The problem
Wherever the word "window" appears in a line below, that line counts; report the total number of such lines only.

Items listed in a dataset
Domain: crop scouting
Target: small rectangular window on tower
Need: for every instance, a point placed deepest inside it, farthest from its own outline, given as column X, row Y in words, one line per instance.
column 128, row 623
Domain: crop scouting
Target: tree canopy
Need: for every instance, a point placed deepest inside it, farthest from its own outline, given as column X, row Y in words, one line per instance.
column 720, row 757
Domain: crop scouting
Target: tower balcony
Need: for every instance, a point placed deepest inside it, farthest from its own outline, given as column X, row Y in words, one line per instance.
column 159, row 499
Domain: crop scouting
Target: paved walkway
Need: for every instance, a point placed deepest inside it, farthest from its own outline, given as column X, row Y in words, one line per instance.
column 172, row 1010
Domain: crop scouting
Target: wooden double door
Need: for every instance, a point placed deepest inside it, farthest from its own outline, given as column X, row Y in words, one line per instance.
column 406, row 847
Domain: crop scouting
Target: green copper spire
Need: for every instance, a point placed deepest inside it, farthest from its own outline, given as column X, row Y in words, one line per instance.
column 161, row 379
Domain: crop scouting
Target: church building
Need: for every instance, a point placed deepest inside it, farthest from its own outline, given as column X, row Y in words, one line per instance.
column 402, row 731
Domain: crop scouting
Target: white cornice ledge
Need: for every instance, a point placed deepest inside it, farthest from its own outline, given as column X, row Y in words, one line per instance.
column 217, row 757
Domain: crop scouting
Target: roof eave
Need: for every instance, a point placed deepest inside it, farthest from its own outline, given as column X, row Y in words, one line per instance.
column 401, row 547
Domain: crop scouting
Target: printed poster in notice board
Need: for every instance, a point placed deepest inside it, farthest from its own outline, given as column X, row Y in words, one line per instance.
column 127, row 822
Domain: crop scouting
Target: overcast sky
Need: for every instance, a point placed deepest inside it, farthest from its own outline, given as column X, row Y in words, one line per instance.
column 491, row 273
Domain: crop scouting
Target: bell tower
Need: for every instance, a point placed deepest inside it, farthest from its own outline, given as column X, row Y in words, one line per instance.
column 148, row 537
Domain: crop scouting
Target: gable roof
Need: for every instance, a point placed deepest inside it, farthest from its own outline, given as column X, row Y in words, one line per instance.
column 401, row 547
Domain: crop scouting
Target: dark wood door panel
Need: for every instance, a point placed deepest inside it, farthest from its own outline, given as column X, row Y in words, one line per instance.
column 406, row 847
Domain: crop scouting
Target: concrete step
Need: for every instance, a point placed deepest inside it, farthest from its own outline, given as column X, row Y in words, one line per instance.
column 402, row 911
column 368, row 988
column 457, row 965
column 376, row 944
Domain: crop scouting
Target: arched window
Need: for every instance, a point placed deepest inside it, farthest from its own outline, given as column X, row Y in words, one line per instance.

Response for this exercise
2